* START Exercise materials *
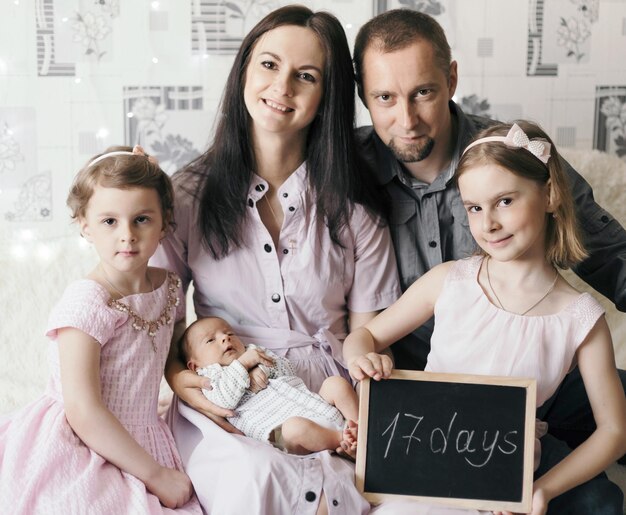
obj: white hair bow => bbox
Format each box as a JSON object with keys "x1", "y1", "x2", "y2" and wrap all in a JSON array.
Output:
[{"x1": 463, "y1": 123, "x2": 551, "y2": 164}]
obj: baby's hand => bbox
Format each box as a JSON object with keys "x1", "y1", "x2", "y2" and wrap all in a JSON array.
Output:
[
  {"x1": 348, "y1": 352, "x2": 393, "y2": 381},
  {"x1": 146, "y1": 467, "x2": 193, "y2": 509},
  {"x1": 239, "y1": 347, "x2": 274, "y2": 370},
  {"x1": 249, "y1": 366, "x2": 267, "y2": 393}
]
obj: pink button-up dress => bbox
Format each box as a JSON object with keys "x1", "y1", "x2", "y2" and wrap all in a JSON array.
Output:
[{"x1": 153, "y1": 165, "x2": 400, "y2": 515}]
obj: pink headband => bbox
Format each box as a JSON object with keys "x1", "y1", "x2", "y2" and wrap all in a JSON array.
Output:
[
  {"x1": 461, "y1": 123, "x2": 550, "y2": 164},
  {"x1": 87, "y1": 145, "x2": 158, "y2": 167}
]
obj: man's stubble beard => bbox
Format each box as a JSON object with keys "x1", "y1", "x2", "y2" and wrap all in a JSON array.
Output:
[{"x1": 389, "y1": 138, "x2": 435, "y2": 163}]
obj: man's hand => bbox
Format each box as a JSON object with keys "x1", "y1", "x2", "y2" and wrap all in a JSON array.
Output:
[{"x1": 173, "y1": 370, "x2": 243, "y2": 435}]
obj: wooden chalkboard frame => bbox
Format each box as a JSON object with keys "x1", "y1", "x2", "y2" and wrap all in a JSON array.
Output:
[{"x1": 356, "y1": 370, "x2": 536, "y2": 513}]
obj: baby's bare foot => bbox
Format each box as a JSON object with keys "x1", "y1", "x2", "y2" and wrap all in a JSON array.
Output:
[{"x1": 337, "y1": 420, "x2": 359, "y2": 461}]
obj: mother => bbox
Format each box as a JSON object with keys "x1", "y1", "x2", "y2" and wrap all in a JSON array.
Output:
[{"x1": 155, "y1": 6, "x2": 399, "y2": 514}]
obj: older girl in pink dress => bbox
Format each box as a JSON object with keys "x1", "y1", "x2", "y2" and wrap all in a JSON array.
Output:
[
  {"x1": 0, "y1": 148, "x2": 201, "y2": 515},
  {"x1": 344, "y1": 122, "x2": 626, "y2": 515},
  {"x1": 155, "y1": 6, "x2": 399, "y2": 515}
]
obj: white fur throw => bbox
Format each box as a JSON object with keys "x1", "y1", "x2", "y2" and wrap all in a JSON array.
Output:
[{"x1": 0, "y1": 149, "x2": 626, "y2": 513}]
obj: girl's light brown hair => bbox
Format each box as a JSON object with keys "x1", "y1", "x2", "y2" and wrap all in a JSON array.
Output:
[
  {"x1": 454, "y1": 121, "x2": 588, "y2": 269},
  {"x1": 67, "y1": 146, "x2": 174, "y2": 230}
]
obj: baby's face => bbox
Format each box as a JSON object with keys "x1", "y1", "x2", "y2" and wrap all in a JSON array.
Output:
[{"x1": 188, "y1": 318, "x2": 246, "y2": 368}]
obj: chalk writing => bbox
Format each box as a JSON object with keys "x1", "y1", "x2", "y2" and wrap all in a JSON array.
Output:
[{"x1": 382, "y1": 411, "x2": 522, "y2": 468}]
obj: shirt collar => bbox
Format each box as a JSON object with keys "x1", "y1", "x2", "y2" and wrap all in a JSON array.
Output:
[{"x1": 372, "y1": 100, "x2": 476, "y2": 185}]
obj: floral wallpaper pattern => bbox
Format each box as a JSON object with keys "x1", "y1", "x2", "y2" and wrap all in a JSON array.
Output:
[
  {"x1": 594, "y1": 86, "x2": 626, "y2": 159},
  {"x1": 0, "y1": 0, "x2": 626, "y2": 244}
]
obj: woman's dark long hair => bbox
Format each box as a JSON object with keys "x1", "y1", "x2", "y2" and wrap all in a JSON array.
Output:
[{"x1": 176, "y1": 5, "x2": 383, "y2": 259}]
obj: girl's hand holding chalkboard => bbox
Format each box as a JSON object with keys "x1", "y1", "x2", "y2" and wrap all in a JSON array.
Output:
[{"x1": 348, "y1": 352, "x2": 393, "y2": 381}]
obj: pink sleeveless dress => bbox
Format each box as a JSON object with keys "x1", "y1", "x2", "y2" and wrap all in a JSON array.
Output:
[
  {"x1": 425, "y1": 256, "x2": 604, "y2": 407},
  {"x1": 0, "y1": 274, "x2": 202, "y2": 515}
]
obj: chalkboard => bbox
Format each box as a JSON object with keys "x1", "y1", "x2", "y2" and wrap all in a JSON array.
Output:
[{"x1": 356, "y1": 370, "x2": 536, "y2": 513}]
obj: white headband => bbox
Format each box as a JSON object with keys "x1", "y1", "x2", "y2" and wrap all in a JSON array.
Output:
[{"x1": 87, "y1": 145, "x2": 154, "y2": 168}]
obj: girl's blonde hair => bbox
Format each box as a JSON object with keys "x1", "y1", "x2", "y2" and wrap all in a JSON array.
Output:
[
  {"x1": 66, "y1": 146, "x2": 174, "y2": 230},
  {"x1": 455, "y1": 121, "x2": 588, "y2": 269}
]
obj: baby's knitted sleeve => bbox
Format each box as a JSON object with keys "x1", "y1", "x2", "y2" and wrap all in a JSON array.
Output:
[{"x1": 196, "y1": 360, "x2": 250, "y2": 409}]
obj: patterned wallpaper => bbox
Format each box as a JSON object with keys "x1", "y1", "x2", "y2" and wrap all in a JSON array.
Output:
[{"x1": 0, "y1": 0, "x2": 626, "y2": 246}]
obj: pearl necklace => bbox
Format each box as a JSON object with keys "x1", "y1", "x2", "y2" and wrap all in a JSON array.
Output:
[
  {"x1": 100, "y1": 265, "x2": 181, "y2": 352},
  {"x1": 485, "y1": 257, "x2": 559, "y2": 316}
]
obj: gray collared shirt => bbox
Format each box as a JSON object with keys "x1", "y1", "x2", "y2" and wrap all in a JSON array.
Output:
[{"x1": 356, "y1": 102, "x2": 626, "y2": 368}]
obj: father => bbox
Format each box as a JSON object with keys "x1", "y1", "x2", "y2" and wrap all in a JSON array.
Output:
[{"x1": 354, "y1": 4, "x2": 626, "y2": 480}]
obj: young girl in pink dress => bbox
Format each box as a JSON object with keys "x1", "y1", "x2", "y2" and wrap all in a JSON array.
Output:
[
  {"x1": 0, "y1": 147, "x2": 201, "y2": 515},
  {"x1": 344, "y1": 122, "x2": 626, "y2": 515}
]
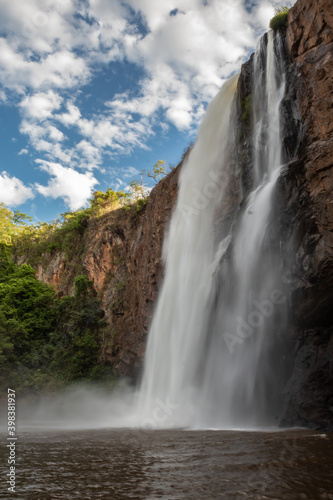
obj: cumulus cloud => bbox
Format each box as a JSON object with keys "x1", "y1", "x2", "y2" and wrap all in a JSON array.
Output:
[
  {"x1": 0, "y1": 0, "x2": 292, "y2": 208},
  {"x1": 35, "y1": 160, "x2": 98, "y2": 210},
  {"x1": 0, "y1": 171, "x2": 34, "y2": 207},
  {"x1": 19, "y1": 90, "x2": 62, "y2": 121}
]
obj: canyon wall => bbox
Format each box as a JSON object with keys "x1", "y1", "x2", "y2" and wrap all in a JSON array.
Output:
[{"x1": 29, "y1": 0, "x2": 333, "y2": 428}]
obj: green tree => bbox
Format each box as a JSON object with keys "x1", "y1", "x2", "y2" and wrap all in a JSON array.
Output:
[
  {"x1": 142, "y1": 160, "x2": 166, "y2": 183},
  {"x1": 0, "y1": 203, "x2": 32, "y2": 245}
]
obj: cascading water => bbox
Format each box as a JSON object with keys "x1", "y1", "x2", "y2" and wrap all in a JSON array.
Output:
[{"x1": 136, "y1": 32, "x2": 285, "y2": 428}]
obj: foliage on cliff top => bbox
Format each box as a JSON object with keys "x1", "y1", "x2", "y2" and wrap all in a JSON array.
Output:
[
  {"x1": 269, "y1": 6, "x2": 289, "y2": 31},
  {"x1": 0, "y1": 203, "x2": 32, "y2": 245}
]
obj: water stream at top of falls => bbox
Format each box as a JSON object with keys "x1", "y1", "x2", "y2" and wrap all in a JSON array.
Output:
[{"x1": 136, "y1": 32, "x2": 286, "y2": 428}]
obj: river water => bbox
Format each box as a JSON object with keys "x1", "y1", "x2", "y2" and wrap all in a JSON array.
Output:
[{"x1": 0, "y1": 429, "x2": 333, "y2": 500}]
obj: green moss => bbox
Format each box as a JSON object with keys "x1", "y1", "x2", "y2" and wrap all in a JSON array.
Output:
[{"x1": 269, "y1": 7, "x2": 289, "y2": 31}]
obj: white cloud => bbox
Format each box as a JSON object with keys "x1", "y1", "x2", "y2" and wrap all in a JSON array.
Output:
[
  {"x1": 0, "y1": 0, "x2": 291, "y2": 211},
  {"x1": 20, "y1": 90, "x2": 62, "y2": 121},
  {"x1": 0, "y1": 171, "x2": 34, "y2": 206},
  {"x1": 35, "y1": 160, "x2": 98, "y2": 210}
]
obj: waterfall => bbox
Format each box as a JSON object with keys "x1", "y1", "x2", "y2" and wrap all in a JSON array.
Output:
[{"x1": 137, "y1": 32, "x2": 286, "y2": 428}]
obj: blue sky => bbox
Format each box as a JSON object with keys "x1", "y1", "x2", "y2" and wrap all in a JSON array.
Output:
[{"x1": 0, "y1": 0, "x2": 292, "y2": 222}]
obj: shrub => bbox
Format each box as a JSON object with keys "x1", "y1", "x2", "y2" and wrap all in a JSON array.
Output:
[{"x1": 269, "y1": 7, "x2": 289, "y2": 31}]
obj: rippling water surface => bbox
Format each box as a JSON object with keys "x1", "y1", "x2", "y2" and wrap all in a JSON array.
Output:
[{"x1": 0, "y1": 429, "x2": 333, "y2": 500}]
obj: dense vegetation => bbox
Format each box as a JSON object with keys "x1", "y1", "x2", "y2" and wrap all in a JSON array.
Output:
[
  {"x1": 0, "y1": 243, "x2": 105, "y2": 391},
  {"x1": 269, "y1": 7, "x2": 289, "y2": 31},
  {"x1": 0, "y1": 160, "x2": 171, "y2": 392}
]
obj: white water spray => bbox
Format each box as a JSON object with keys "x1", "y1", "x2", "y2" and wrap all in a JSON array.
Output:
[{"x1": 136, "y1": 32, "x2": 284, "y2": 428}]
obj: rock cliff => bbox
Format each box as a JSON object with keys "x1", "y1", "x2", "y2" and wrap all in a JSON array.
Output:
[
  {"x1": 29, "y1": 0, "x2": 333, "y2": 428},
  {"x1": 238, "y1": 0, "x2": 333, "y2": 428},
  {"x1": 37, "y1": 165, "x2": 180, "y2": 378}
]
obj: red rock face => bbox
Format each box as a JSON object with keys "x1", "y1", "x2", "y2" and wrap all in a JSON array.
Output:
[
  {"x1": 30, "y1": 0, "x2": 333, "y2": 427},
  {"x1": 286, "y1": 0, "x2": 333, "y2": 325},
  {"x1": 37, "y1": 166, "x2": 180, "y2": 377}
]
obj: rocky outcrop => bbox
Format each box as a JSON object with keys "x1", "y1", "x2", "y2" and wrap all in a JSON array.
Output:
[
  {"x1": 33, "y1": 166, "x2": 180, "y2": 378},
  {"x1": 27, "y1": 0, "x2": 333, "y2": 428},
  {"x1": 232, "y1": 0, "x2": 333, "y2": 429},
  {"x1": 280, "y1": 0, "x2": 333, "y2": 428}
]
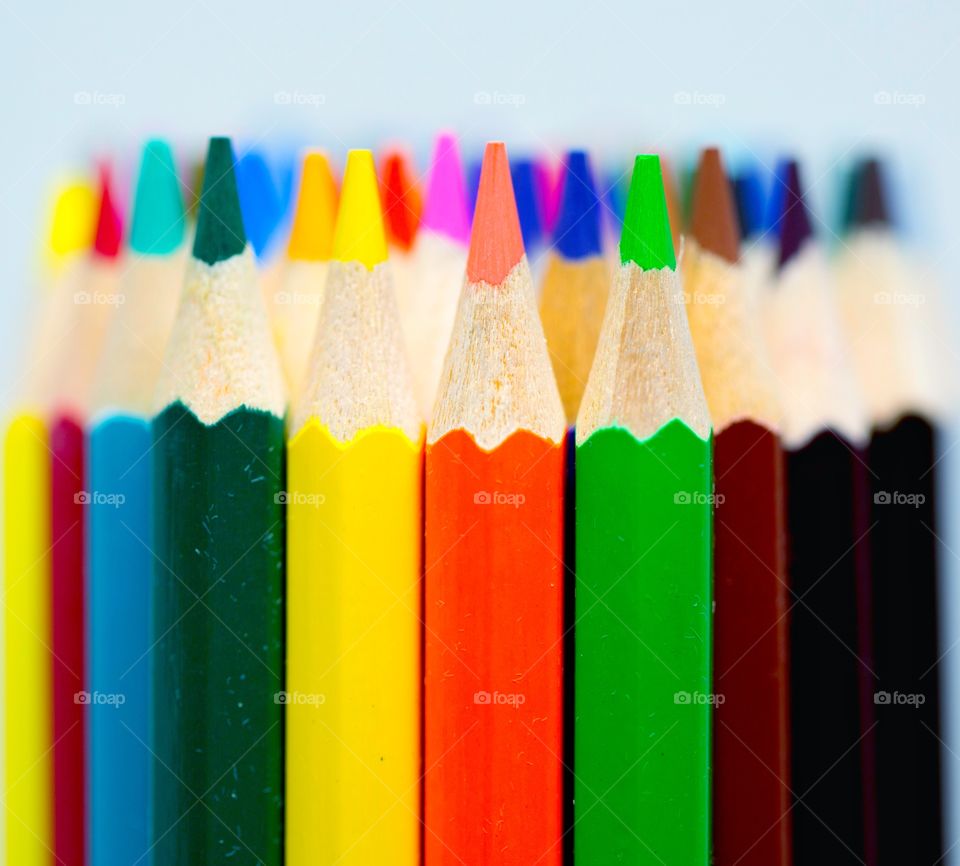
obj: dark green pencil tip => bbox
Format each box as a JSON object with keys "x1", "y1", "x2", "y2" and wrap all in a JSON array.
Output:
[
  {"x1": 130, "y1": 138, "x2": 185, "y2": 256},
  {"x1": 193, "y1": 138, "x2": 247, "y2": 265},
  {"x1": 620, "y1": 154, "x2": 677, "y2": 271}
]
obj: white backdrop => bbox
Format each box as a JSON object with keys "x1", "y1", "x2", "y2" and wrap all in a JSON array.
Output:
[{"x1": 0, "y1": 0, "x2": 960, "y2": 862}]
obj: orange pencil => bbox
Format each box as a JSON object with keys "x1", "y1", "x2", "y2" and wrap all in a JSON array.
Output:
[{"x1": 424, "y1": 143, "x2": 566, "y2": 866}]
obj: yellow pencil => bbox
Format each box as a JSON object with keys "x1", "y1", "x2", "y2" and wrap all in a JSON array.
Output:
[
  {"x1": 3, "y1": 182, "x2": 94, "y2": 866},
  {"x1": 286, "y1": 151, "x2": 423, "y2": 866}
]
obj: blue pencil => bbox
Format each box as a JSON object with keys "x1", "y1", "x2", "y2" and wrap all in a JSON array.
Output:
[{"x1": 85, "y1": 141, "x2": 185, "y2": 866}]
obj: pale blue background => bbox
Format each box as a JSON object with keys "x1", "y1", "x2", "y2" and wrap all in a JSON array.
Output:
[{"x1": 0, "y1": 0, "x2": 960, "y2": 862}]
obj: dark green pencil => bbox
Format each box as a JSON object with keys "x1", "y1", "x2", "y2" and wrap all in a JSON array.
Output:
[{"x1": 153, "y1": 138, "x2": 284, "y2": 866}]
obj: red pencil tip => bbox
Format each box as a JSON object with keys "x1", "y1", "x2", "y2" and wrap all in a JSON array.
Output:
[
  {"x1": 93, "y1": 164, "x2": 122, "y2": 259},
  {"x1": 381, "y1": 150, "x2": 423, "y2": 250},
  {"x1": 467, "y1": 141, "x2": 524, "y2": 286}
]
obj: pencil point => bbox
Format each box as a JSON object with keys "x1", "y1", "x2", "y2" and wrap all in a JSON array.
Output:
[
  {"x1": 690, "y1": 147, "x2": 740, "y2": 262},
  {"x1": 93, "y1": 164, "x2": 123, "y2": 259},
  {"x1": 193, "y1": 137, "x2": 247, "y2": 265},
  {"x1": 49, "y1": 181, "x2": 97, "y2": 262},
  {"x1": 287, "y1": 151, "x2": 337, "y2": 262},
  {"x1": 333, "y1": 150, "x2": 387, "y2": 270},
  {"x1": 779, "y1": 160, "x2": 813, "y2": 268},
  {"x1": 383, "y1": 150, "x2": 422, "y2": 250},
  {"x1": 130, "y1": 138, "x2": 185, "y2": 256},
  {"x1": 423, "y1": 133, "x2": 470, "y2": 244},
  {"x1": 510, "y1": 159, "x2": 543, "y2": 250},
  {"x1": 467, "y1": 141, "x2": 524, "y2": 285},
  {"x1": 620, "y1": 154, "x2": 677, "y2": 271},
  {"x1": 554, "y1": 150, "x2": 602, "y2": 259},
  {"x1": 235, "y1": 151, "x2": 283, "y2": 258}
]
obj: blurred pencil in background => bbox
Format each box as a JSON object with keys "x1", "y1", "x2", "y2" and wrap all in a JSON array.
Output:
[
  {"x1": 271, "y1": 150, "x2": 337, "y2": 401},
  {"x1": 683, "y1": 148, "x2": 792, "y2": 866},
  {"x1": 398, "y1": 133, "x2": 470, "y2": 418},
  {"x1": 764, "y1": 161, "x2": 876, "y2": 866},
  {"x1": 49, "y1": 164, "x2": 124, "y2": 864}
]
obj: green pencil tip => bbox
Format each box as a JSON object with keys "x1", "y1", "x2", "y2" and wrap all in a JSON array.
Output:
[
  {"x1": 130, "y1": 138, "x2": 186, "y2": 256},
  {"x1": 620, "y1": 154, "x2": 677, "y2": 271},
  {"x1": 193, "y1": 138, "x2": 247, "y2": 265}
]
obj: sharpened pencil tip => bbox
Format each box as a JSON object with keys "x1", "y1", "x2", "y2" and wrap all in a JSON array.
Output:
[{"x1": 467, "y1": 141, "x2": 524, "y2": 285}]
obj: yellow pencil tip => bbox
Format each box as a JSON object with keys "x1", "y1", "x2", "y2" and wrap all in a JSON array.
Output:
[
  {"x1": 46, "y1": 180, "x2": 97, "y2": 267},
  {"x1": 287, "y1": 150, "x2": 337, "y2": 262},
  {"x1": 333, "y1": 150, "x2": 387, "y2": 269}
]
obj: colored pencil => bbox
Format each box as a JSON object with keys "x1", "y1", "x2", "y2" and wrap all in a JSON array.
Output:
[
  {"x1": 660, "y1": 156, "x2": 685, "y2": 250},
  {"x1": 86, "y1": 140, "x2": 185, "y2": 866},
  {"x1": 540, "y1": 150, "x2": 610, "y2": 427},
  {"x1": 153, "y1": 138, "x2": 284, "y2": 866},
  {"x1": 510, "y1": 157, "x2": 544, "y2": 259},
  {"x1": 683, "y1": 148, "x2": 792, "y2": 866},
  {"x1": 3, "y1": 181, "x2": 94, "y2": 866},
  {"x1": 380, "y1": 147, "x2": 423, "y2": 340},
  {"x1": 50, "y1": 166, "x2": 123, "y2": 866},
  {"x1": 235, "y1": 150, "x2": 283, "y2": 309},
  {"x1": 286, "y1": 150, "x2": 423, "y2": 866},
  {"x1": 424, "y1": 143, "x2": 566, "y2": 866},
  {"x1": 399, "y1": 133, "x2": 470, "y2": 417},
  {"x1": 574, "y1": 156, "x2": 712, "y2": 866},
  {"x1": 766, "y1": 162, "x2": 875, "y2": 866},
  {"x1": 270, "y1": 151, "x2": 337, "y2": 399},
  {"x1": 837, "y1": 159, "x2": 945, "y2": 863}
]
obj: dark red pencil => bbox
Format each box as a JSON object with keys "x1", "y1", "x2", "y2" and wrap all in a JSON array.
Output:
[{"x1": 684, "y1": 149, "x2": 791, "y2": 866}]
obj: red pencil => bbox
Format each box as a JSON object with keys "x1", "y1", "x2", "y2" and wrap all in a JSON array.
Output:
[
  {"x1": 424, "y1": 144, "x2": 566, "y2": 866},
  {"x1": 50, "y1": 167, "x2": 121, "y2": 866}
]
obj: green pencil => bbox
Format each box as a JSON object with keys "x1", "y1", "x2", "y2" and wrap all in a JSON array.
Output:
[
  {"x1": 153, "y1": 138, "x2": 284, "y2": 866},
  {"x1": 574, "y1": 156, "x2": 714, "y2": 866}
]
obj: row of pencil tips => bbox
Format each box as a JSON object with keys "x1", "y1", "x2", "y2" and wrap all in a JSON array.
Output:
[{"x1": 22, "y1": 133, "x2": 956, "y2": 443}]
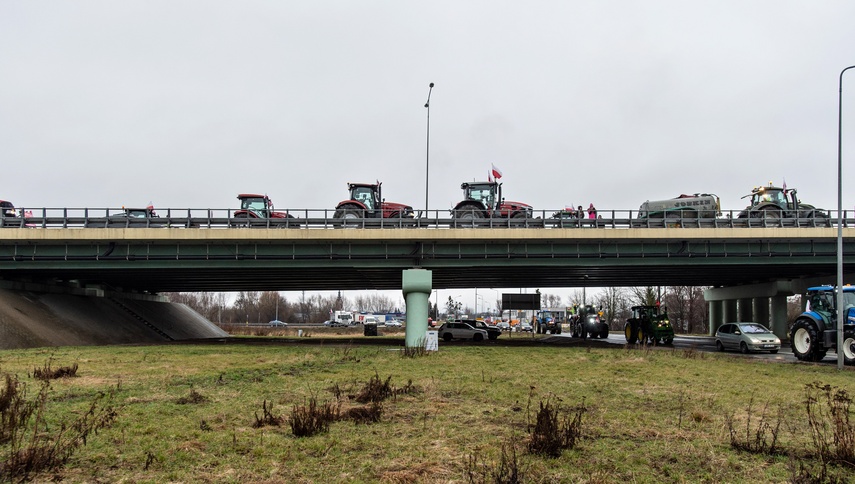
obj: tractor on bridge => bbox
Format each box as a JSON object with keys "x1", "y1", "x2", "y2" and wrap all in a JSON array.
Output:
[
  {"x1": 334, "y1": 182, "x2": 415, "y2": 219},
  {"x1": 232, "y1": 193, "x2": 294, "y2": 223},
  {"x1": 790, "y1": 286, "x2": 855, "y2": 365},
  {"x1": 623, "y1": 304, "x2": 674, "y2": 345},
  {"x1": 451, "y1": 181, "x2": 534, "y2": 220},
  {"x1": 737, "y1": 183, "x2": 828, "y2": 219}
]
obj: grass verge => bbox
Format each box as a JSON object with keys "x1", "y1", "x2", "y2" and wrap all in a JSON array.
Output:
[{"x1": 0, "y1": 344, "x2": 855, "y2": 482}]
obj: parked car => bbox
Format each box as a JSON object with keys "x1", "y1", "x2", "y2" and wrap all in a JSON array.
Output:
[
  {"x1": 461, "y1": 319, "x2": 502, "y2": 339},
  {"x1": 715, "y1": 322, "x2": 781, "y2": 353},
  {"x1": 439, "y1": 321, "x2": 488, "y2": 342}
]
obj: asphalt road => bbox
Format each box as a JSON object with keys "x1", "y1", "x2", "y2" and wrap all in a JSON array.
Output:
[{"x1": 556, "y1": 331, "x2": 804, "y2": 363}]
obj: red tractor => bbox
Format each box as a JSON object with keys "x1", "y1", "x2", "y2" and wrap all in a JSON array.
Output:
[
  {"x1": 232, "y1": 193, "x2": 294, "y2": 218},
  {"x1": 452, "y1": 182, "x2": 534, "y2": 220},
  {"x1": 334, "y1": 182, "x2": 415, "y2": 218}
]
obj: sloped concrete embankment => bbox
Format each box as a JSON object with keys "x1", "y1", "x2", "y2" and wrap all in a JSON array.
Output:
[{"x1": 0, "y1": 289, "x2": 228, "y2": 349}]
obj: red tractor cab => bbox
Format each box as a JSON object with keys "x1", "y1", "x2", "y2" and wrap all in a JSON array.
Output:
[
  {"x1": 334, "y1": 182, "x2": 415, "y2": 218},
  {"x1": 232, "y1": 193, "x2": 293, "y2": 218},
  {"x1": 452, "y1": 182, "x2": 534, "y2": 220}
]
* END Exercise materials *
*Written request*: Format the stretch of the data above, from the line containing "obj: sloped concrete embankment => bbox" through the final line, as a Markdown table with the columns Row and Line. Number each row and leave out blank lines.

*Response for this exercise*:
| Row | Line |
|---|---|
| 1 | obj: sloped concrete embankment => bbox |
| 2 | Format each box as a JSON object with keys "x1", "y1", "x2", "y2" and wrap all in a JSON array. |
| 3 | Output: |
| 4 | [{"x1": 0, "y1": 289, "x2": 228, "y2": 349}] |
| 5 | obj: red tractor cab => bbox |
| 6 | Format each box as a JSON object with keys "x1", "y1", "x2", "y2" and wrap all in a JSON array. |
| 7 | Output: |
| 8 | [ |
| 9 |   {"x1": 334, "y1": 182, "x2": 415, "y2": 218}, |
| 10 |   {"x1": 232, "y1": 193, "x2": 293, "y2": 218}, |
| 11 |   {"x1": 452, "y1": 182, "x2": 534, "y2": 220} |
| 12 | ] |